Source document -
'''

In an article recently published in the journal PLOS Genetics, researchers investigated the feasibility of using domain-adaptive deep learning (DL) methods to effectively address the simulation mis-specification problem in population genetics.
Background
In population genetics, the use of substantial amounts of simulated data for training DL models is crucial for their success. Evolution follows relatively simple rules under simplifying and largely realistic assumptions. These rules, coupled with the advancements in computing power, are exploited by the latest generation of computational simulators to efficiently generate large amounts of accurately labeled synthetic data across several evolutionary scenarios.
Additionally, programming libraries such as stdpopsim have provided researchers access to these simulators while improving the simulation workflow reproducibility. The synthetic training data generation facility acts as the foundation of the simulate-and-train approach of supervised machine learning (ML) for population genetics inference.
However, the approach primarily relies on well-specified models for simulation. A trained DL model can promote the biases that exist in the simulated data and cannot perform effectively on real data due to simulation mis-specification/when simulation assumptions and the underlying real data generative process are different. Studies have demonstrated that the performance of the models degrades significantly when the levels of mis-specification become severe.
The proposed approach
In this study, researchers proposed the use of domain adaptation techniques to address the simulation mis-specification problem in population genetics by training the ML model using both real and simulated data. Specifically, researchers reframed the simulation mis-specification problem as an unsupervised domain adaptation problem. They obtained substantial amounts of accurately labeled training data in the source domain using population-genetic simulations.
Subsequently, they applied the trained model to the unlabeled real data in the target domain. Domain adaptation techniques were used to address the mismatch between the source and target domain during the training of the model, where a model learned from one data distribution was applied to a dataset drawn from another distribution.

'''

Please list every verb in the population genetics text above whose subject is "researchers" or "they".

Entries provided -
'''

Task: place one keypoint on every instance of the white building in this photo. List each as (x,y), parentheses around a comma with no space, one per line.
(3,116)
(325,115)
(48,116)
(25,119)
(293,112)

'''

Output -
investigated
proposed
reframed
obtained
applied